» **Set problem**:
Copy every entry precisely.

» **Source data**:

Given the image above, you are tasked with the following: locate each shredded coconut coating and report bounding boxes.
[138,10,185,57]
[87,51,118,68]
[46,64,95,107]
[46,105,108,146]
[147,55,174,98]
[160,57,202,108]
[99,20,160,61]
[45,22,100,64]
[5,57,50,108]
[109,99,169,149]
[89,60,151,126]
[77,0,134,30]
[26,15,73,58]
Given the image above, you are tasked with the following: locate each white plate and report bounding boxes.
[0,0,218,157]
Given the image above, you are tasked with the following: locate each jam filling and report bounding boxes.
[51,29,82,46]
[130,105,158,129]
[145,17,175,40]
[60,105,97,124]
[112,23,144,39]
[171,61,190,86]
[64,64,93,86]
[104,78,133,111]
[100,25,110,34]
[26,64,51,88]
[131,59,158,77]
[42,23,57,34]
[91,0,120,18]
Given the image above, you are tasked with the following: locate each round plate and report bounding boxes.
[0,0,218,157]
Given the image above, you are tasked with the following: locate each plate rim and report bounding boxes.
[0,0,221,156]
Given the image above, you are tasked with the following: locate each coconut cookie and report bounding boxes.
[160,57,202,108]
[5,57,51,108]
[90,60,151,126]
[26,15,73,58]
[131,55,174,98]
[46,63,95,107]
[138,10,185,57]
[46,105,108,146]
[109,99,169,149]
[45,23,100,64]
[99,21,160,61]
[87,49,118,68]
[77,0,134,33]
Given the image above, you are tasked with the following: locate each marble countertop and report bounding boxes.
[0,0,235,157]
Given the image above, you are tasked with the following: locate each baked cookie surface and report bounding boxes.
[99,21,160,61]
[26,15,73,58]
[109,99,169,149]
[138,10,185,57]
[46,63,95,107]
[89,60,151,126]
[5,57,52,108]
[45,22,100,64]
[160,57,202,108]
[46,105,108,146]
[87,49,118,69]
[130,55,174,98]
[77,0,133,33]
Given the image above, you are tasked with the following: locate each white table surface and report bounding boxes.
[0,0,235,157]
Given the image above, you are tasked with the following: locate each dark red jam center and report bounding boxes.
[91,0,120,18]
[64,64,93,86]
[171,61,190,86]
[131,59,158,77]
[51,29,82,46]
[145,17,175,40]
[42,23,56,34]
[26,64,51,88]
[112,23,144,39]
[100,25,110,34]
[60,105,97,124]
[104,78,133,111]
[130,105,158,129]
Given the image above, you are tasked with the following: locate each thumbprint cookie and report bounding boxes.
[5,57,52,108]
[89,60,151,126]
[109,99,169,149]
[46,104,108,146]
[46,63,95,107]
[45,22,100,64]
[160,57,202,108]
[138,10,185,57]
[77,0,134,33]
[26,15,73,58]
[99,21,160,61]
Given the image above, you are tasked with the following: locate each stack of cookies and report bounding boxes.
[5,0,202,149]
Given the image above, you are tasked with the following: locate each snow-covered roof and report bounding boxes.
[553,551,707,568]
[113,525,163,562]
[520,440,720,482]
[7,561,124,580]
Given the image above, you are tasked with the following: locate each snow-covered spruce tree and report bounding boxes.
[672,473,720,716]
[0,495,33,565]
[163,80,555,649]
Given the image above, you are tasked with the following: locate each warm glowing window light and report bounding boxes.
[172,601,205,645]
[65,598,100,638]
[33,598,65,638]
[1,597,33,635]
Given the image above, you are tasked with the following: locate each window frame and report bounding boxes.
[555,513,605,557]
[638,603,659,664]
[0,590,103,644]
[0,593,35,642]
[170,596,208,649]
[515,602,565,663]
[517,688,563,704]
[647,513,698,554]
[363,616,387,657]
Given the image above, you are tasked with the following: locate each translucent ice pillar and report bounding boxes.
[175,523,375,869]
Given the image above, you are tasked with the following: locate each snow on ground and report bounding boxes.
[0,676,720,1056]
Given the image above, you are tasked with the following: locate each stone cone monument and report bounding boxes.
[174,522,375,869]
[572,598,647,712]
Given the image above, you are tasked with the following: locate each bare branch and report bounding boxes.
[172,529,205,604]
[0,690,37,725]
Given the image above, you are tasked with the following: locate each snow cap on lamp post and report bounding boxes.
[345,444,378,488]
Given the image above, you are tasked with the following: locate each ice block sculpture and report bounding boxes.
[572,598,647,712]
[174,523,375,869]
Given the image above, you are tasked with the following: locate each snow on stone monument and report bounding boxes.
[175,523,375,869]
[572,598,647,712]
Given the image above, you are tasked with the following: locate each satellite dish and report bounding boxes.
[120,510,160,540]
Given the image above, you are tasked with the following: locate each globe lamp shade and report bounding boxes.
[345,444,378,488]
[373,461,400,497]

» **Result of the exercise**:
Given the image above, you are tasked with the following: locate each shredded coconut coating and report bounding boxes.
[138,10,185,57]
[87,51,118,68]
[46,64,95,107]
[46,105,108,146]
[147,55,174,98]
[160,57,202,108]
[99,20,160,61]
[45,22,100,64]
[5,57,50,108]
[109,99,169,149]
[89,60,151,126]
[77,0,134,30]
[26,15,73,58]
Given the image above, you are tasked with the following: locate each white plate and report bounding boxes.
[0,0,218,157]
Given the image above, you are tasked with the following: locate each jam filling and report bounding boxes.
[51,29,82,46]
[130,105,158,129]
[145,17,175,40]
[60,105,97,124]
[112,23,144,39]
[171,61,190,86]
[64,64,93,86]
[104,78,133,111]
[100,25,110,34]
[26,64,51,88]
[131,59,158,77]
[42,23,57,34]
[91,0,120,18]
Given the image above, you are tasked with the following: locate each round plate and report bounding boxes.
[0,0,218,157]
Given the image above, you are tasked with the following: locate each plate rim and report bounding boxes.
[0,0,221,156]
Given the image above, you are tasked with the following: locate each coconut cookie and report bounding boxes.
[160,57,202,108]
[5,57,51,108]
[90,60,151,126]
[26,15,73,58]
[131,55,174,98]
[46,63,95,107]
[138,10,185,57]
[46,105,108,146]
[109,99,169,149]
[45,23,100,64]
[99,21,160,61]
[87,49,118,68]
[77,0,134,33]
Given the image above, you are tasked with the following: locate each marble countertop and report bounding boxes.
[0,0,235,157]
Given the image above, you are tasked with the following: locate each baked cookie surface and report bounding boxes.
[99,21,160,61]
[26,15,73,58]
[109,99,169,149]
[138,10,185,57]
[46,63,95,107]
[89,60,151,126]
[5,57,52,108]
[45,22,100,64]
[160,57,202,108]
[46,105,108,146]
[87,49,118,69]
[130,55,174,98]
[77,0,133,33]
Given the image above, you are tasked with the following: locate each white table surface and report bounding boxes.
[0,0,235,157]
Given the image above, you are tasked with the following: locate each dark red jam center and report bounding boxes.
[91,0,120,18]
[64,64,93,86]
[171,61,190,86]
[131,59,158,77]
[51,29,82,46]
[145,17,175,40]
[42,23,56,34]
[26,64,51,88]
[112,23,144,39]
[100,25,110,34]
[60,105,97,124]
[104,78,133,111]
[130,105,158,129]
Given the image above, you are tasked with the following: locate each thumbprint cookie and report bounding boxes.
[5,57,52,108]
[89,60,151,126]
[109,99,169,149]
[46,104,108,146]
[46,63,95,107]
[45,22,100,64]
[160,57,202,108]
[138,10,185,57]
[77,0,134,33]
[26,15,73,58]
[99,21,160,61]
Given the image above, you are tasked with the following: locate each stack of cookies and report bounding boxes.
[5,0,202,149]
Given the image above, you are tasked with the following: locate each snow-covered roof and report bounding boxes.
[553,551,707,568]
[113,525,163,562]
[520,440,720,482]
[7,561,124,580]
Given the image above, you are tasked with the following: locate each snow-covered spruce tree and report bounding boxes.
[672,473,720,716]
[0,495,33,565]
[163,80,555,649]
Given the image above, you are tasked with the following: locate each warm glowing window light and report bounding boxes.
[172,601,205,645]
[65,598,100,638]
[33,598,65,638]
[1,597,33,635]
Given the image above, you are tasked with the following: locate each window frame and report bounding boxes.
[555,513,605,557]
[638,603,659,664]
[0,590,103,644]
[0,593,35,642]
[170,596,208,649]
[515,602,565,663]
[517,688,563,704]
[647,513,698,554]
[363,616,387,657]
Given the image above, you are tasked with the following: locate each translucent ice pillar and report bounding boxes.
[175,523,375,869]
Given the image above, you are tasked with the following: locate each snow on ground and report bounding boxes.
[0,676,720,1056]
Given the image above, you are tasked with the following: locate each stone cone monument and report bounding boxes.
[174,522,375,869]
[572,598,647,712]
Given the image above, you are tasked with the following: locate each bare branch and report bounding boxes.
[172,529,205,604]
[0,690,37,725]
Given the image above, you are tasked with the following: locate each snow cap on lamp post and report bounding boxes.
[345,444,378,488]
Given the image above, you are tasked with the following: locate each ice block sculpture and report bounding boxes.
[572,598,647,712]
[174,523,375,869]
Given the image above, you are tasked with the following: locate each snow on stone monument and report bounding boxes.
[175,523,375,869]
[572,598,647,712]
Given the image above, you are tasked with the following: locate each satellite dish and report bounding boxes.
[120,510,160,540]
Given the image above, you are tasked with the following: locate each globe lamp shade and report bounding boxes.
[345,444,378,488]
[373,461,400,497]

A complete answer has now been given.